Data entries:
________
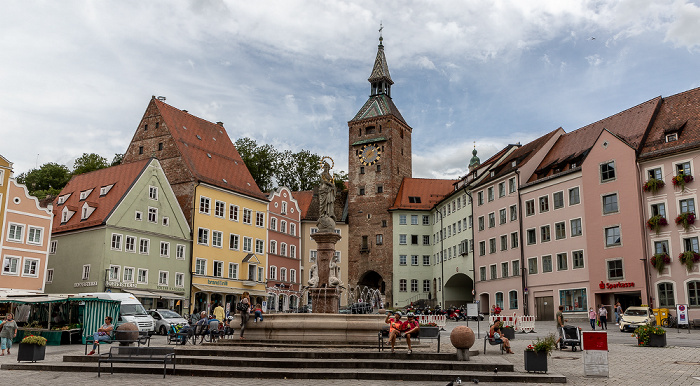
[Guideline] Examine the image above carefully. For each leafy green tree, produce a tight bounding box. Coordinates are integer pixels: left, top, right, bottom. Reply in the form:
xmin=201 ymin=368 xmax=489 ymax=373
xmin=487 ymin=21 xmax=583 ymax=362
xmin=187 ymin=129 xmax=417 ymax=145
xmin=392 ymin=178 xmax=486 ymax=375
xmin=17 ymin=162 xmax=71 ymax=199
xmin=73 ymin=153 xmax=109 ymax=175
xmin=235 ymin=138 xmax=278 ymax=192
xmin=109 ymin=153 xmax=124 ymax=166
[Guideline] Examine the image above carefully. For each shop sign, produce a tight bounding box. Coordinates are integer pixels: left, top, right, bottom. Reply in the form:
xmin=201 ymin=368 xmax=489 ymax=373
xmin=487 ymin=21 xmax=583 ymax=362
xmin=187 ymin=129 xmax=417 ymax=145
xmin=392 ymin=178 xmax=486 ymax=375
xmin=598 ymin=280 xmax=634 ymax=289
xmin=107 ymin=281 xmax=136 ymax=288
xmin=73 ymin=281 xmax=97 ymax=288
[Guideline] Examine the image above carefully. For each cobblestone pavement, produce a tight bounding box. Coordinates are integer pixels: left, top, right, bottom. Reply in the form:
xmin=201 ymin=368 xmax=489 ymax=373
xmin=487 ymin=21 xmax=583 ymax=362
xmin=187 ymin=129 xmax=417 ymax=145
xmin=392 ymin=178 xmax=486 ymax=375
xmin=0 ymin=322 xmax=700 ymax=386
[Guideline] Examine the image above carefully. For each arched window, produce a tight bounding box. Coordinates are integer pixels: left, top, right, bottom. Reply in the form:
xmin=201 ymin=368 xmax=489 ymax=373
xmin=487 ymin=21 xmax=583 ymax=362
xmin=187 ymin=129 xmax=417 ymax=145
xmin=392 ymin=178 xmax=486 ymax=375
xmin=508 ymin=290 xmax=518 ymax=310
xmin=496 ymin=292 xmax=503 ymax=309
xmin=658 ymin=283 xmax=676 ymax=308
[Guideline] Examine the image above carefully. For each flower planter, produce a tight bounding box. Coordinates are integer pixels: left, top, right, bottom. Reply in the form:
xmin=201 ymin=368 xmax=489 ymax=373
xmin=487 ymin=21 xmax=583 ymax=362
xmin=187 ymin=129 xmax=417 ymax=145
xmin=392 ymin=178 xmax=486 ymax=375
xmin=17 ymin=343 xmax=46 ymax=362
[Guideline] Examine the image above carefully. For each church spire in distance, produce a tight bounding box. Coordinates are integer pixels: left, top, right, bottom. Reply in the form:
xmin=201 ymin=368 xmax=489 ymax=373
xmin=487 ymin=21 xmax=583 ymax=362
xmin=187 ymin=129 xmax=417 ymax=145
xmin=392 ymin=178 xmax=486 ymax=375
xmin=367 ymin=23 xmax=394 ymax=98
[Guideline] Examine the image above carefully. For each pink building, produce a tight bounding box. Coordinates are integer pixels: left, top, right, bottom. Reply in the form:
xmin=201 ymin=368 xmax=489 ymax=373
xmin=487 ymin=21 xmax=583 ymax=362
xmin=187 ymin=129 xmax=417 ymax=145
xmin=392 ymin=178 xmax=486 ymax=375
xmin=637 ymin=89 xmax=700 ymax=319
xmin=521 ymin=98 xmax=659 ymax=320
xmin=0 ymin=179 xmax=53 ymax=293
xmin=267 ymin=187 xmax=302 ymax=311
xmin=470 ymin=129 xmax=564 ymax=315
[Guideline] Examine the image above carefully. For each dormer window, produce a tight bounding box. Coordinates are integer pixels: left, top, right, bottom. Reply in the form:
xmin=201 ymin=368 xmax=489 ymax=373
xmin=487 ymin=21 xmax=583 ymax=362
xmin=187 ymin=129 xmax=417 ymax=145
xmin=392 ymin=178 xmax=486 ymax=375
xmin=100 ymin=184 xmax=114 ymax=197
xmin=80 ymin=189 xmax=93 ymax=201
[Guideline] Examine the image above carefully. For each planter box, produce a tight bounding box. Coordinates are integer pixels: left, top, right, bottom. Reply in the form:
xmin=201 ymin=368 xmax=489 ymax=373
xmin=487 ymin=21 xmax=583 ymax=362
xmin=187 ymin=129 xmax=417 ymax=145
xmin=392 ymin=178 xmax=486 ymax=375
xmin=17 ymin=343 xmax=46 ymax=362
xmin=637 ymin=334 xmax=666 ymax=347
xmin=501 ymin=327 xmax=515 ymax=340
xmin=525 ymin=351 xmax=547 ymax=373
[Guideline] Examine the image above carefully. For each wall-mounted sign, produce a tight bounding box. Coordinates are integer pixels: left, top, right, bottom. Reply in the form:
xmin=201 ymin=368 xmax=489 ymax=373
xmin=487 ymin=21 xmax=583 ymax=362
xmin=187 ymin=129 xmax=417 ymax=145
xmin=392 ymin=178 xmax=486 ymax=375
xmin=73 ymin=281 xmax=97 ymax=288
xmin=598 ymin=280 xmax=634 ymax=289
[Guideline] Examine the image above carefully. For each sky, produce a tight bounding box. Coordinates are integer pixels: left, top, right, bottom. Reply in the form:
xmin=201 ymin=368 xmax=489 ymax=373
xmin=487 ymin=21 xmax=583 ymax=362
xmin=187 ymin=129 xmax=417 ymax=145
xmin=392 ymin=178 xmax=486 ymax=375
xmin=0 ymin=0 xmax=700 ymax=178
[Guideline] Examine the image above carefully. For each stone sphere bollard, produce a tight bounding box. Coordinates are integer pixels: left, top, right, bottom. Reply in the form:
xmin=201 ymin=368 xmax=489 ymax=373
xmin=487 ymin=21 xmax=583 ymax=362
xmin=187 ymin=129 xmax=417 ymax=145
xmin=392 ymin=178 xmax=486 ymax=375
xmin=114 ymin=323 xmax=139 ymax=346
xmin=450 ymin=326 xmax=476 ymax=361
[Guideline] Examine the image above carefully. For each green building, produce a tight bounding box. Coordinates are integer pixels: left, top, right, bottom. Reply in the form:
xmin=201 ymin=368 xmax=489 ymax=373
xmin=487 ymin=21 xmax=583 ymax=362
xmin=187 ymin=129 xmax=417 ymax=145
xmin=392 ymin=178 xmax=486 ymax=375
xmin=46 ymin=159 xmax=192 ymax=313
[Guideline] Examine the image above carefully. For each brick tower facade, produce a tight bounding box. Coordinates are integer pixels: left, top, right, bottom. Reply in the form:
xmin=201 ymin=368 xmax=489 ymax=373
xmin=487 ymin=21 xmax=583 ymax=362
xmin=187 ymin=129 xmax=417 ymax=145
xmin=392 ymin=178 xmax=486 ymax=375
xmin=348 ymin=36 xmax=413 ymax=305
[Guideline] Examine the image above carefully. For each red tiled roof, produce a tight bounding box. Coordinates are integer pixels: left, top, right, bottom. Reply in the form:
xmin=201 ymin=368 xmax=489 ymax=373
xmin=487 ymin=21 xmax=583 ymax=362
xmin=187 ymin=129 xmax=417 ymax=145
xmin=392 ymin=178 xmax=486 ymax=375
xmin=640 ymin=88 xmax=700 ymax=159
xmin=52 ymin=159 xmax=151 ymax=233
xmin=151 ymin=98 xmax=267 ymax=200
xmin=528 ymin=97 xmax=661 ymax=182
xmin=292 ymin=190 xmax=314 ymax=220
xmin=389 ymin=177 xmax=456 ymax=210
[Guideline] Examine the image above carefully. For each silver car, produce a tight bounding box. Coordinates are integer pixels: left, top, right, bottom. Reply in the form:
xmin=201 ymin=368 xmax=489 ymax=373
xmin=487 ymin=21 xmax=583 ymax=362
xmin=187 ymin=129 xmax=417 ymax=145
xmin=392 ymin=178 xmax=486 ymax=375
xmin=148 ymin=309 xmax=189 ymax=335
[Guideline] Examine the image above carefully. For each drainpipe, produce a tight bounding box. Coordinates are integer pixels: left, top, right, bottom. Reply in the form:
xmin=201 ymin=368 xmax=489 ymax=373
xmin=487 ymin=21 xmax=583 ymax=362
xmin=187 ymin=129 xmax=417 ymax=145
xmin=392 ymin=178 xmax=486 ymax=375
xmin=515 ymin=169 xmax=530 ymax=315
xmin=635 ymin=162 xmax=654 ymax=308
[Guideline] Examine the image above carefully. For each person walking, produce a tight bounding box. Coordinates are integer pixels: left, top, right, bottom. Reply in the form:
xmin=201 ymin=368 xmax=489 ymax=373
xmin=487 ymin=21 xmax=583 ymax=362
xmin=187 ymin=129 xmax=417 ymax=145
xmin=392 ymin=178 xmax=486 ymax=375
xmin=236 ymin=291 xmax=250 ymax=339
xmin=598 ymin=304 xmax=608 ymax=330
xmin=0 ymin=313 xmax=17 ymax=356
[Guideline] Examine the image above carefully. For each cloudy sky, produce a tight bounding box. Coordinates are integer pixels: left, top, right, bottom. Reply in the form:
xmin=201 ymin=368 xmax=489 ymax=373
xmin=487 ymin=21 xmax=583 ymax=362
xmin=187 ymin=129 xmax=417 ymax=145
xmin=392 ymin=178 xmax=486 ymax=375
xmin=0 ymin=0 xmax=700 ymax=178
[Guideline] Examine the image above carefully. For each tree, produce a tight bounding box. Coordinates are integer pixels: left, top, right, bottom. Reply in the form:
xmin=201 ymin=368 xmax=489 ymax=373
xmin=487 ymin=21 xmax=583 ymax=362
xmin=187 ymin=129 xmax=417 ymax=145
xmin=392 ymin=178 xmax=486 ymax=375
xmin=17 ymin=162 xmax=71 ymax=199
xmin=73 ymin=153 xmax=109 ymax=176
xmin=235 ymin=138 xmax=278 ymax=192
xmin=109 ymin=153 xmax=124 ymax=166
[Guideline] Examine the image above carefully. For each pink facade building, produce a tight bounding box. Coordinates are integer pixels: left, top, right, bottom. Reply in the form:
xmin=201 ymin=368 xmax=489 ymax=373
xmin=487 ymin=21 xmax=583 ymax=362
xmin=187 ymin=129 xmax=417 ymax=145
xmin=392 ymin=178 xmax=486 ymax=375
xmin=267 ymin=187 xmax=302 ymax=311
xmin=0 ymin=178 xmax=53 ymax=293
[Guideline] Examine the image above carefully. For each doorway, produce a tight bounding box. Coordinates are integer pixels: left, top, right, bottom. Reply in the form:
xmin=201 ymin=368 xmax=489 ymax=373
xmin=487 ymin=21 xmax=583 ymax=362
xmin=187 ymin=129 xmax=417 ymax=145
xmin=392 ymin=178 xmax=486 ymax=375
xmin=535 ymin=296 xmax=554 ymax=320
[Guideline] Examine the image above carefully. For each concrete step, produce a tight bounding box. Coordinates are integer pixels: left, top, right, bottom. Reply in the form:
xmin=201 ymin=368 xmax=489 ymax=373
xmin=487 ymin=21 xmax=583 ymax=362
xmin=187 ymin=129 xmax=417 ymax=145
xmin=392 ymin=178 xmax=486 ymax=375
xmin=63 ymin=353 xmax=498 ymax=372
xmin=0 ymin=363 xmax=566 ymax=384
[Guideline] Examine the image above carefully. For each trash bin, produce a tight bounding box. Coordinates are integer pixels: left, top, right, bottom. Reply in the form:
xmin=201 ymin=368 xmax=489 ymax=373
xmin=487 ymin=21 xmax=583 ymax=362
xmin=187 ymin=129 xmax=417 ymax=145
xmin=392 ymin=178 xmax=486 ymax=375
xmin=652 ymin=308 xmax=668 ymax=326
________
Rewrite every line of the listing between the lines holding "[Guideline] Examine the image above carefully. For each green" and "xmin=348 ymin=36 xmax=413 ymax=305", inclusive, and give only those lines. Scale each bounding-box coordinate in the answers by 2.35, rounding to whole numbers with halves going up, while the requests and their format samples stay unchanged.

[Guideline] Examine the image above carefully. For each green building, produce a tight bounding box. Coordinates are integer pixels: left, top, right, bottom. Reply in the form:
xmin=201 ymin=368 xmax=489 ymax=373
xmin=487 ymin=21 xmax=583 ymax=362
xmin=187 ymin=129 xmax=417 ymax=145
xmin=392 ymin=178 xmax=486 ymax=375
xmin=108 ymin=374 xmax=451 ymax=736
[Guideline] Examine the image above carefully. For each brick tower facade, produce a tight bounding box. Coordinates are integer pixels: left, top, right, bottom. Reply in the form:
xmin=201 ymin=368 xmax=489 ymax=373
xmin=487 ymin=21 xmax=583 ymax=362
xmin=187 ymin=129 xmax=417 ymax=145
xmin=392 ymin=178 xmax=486 ymax=375
xmin=818 ymin=85 xmax=971 ymax=717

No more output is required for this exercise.